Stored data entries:
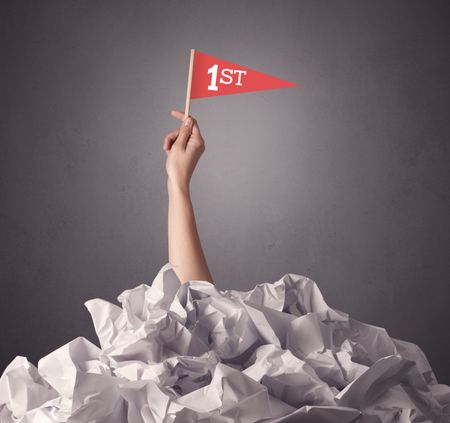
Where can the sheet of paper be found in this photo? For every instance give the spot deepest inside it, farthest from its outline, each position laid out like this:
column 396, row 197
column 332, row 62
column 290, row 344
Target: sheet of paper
column 194, row 353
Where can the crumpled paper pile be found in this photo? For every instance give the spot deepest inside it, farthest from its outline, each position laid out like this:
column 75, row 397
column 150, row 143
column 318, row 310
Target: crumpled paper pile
column 193, row 353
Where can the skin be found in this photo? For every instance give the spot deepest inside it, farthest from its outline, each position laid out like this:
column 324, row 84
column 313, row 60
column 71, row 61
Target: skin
column 184, row 147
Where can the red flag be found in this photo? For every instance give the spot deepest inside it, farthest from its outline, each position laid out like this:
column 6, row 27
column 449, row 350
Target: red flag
column 212, row 76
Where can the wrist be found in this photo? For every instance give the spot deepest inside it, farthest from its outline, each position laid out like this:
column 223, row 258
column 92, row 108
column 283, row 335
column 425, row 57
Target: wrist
column 177, row 189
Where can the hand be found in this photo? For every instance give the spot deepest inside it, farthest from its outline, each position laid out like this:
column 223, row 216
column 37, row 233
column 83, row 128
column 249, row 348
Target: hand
column 183, row 148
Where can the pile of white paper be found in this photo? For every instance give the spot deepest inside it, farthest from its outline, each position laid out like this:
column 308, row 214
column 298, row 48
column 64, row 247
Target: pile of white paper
column 192, row 353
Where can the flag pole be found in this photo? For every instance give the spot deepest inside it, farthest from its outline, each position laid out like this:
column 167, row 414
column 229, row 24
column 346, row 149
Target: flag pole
column 188, row 92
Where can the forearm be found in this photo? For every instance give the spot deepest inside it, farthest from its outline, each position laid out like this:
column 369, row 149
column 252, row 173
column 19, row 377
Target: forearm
column 185, row 250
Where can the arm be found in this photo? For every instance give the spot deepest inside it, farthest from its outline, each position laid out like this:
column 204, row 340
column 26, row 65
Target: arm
column 183, row 147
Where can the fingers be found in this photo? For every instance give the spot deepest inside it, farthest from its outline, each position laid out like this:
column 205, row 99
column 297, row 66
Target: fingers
column 180, row 116
column 170, row 139
column 185, row 133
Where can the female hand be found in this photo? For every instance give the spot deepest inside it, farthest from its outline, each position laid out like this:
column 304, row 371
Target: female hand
column 183, row 148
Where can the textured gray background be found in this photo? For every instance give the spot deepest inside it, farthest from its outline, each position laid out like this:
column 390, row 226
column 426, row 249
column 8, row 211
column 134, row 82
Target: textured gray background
column 343, row 179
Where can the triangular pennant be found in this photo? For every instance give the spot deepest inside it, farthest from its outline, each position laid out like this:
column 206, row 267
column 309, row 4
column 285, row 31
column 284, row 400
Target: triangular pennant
column 212, row 77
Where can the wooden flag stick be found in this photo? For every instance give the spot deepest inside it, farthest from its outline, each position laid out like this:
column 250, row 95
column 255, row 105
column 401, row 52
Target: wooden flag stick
column 188, row 93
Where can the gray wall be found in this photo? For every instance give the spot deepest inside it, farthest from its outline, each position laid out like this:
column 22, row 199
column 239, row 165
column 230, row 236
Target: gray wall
column 343, row 179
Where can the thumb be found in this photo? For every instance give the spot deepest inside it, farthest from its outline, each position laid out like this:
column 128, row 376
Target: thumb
column 185, row 132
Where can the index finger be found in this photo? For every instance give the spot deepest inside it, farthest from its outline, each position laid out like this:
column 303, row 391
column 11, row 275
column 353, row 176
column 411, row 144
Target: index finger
column 179, row 115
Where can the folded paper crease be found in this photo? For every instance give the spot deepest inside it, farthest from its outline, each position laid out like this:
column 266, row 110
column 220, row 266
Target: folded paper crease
column 194, row 353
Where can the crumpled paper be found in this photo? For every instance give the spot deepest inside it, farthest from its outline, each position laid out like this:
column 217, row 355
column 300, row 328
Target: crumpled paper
column 192, row 353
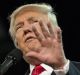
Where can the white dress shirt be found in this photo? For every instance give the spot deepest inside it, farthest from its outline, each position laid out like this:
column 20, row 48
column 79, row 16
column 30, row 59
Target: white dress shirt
column 48, row 69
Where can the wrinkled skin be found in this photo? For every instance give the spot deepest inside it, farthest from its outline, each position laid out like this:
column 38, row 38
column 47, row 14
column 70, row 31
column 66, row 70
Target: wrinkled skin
column 39, row 40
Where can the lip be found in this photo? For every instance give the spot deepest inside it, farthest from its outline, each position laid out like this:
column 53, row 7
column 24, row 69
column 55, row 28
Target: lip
column 30, row 38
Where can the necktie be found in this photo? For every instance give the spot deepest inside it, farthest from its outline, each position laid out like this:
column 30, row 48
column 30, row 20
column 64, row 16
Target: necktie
column 37, row 70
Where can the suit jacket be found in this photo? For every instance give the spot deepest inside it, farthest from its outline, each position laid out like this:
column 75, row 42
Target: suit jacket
column 74, row 69
column 23, row 69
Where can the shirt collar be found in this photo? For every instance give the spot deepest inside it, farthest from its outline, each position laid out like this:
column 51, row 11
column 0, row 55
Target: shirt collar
column 46, row 67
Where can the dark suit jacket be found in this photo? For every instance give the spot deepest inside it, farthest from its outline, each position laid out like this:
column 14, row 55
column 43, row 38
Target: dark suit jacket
column 74, row 69
column 20, row 69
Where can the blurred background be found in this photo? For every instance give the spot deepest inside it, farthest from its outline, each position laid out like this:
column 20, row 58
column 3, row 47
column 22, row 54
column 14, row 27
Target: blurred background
column 68, row 14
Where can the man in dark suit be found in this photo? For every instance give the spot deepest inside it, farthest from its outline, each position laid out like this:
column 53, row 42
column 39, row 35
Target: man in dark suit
column 35, row 31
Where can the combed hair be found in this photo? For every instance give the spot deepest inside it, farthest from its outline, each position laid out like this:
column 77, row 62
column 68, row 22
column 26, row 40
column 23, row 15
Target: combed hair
column 44, row 8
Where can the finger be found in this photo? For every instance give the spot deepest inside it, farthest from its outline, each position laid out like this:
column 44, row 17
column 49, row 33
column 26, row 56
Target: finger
column 50, row 29
column 34, row 55
column 44, row 30
column 59, row 35
column 38, row 35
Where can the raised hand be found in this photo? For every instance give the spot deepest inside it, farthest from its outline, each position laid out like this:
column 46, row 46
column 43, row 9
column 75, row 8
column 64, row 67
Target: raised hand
column 51, row 50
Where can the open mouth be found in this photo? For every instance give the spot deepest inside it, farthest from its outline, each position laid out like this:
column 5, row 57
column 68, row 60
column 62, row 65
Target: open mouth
column 30, row 38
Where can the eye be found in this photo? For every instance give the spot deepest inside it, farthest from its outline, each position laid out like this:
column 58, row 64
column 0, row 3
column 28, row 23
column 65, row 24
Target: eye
column 19, row 26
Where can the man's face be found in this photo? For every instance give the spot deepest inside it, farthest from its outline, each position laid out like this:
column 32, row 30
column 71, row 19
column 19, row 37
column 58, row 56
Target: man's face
column 25, row 37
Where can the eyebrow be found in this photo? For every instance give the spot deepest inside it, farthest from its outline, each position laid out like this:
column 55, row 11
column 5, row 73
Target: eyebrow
column 20, row 23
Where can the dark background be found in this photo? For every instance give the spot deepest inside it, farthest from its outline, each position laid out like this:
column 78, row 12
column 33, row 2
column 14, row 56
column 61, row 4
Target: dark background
column 68, row 14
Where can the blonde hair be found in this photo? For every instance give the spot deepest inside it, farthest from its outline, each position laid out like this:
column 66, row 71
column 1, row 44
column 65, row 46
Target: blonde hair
column 44, row 8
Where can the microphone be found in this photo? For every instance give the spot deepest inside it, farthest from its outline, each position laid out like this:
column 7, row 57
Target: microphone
column 12, row 58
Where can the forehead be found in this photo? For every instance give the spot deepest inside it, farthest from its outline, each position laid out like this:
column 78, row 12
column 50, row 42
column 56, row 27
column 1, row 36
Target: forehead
column 31, row 14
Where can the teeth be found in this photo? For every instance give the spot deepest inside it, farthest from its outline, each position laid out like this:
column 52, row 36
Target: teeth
column 29, row 38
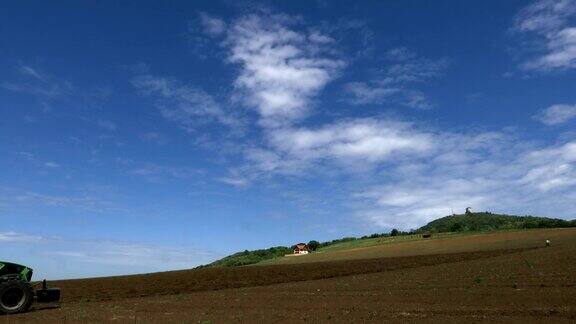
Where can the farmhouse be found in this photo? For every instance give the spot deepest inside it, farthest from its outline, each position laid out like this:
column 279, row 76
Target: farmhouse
column 301, row 248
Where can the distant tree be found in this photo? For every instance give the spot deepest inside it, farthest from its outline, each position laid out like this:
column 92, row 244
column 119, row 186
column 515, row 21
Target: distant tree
column 313, row 245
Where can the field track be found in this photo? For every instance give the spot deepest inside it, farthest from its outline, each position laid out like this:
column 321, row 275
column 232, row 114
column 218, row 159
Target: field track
column 526, row 283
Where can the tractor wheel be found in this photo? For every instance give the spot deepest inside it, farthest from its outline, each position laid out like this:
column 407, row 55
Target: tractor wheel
column 16, row 296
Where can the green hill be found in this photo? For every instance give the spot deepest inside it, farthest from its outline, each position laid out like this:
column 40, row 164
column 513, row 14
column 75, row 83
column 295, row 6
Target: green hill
column 487, row 221
column 473, row 222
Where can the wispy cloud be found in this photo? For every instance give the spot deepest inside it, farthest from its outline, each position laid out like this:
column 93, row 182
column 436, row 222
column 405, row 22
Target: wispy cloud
column 556, row 114
column 397, row 83
column 497, row 181
column 13, row 237
column 155, row 172
column 39, row 84
column 551, row 23
column 14, row 198
column 49, row 89
column 282, row 68
column 137, row 256
column 190, row 107
column 212, row 25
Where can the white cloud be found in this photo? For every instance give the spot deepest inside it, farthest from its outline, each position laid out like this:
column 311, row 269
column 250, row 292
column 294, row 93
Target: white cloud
column 212, row 25
column 551, row 22
column 188, row 106
column 41, row 85
column 281, row 68
column 133, row 257
column 13, row 237
column 154, row 172
column 398, row 82
column 77, row 201
column 52, row 165
column 106, row 124
column 365, row 140
column 509, row 179
column 235, row 181
column 556, row 114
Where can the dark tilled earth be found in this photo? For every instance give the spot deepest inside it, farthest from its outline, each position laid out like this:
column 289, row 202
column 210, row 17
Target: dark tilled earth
column 529, row 284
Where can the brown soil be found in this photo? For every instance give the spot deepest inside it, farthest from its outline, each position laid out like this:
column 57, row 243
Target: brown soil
column 528, row 283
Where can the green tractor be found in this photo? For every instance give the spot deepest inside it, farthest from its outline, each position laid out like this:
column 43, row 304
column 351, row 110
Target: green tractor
column 17, row 292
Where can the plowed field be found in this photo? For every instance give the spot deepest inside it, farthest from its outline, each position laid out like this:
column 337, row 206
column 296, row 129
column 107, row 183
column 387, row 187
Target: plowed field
column 504, row 277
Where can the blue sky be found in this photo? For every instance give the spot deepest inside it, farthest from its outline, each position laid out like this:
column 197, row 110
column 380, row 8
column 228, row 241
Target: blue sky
column 142, row 136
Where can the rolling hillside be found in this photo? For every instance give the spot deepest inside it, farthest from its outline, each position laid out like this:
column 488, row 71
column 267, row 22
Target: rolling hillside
column 445, row 227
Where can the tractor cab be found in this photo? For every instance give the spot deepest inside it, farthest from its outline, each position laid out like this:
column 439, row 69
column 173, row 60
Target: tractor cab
column 16, row 291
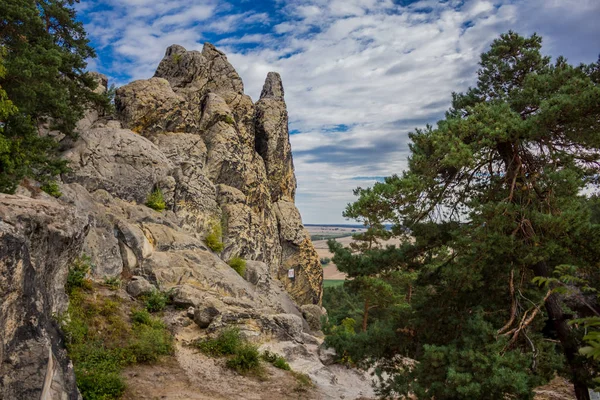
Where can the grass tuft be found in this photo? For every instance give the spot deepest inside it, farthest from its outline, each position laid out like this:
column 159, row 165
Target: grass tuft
column 156, row 200
column 103, row 335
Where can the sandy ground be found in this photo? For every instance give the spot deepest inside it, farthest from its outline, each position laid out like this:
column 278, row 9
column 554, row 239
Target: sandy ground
column 190, row 374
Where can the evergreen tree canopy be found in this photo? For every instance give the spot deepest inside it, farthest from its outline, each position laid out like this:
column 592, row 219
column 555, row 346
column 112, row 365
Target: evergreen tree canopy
column 44, row 52
column 492, row 199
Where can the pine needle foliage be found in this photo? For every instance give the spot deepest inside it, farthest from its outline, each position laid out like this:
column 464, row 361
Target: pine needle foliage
column 491, row 200
column 42, row 82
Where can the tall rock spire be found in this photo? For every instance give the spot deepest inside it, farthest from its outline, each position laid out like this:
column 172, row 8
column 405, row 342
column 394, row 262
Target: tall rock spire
column 273, row 139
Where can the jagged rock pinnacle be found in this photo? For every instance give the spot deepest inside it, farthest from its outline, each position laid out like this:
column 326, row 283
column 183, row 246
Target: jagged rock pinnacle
column 273, row 88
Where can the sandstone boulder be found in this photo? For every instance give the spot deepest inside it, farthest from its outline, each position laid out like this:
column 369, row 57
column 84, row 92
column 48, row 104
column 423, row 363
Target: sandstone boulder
column 119, row 161
column 39, row 238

[To do] Print the data above verbatim from the first line through the line holding "column 223, row 216", leaving every picture out.

[Response]
Where can the sheet of paper be found in this photo? For every instance give the spot deepest inside it, farthest from its outline, each position laid out like this:
column 396, row 197
column 332, row 62
column 290, row 344
Target: sheet of paper
column 194, row 353
Where can the crumpled paper pile be found in this photo? For every instance give the spot deepest inside it, farthest from its outline, each position laid out like this:
column 75, row 397
column 150, row 143
column 318, row 310
Target: crumpled paper pile
column 193, row 353
Where can the skin be found in this photo? For every instance give the spot deepest inside it, farthest from its outline, each position laid out like this:
column 324, row 84
column 313, row 60
column 71, row 61
Target: skin
column 184, row 147
Where can the red flag be found in this photo? For every instance give the spot deepest inside it, farthest from its outline, each position laid out like this:
column 6, row 27
column 449, row 350
Target: red flag
column 212, row 76
Where can the wrist be found in this photo? For every instance give the spot deepest inside it, farthest from its outline, each position laid out like this:
column 223, row 258
column 92, row 108
column 283, row 335
column 425, row 57
Target: wrist
column 177, row 189
Where can the hand be found in this photo? For every instance give the spot deepest inside it, farthest from its outline, each position laid out like this:
column 223, row 216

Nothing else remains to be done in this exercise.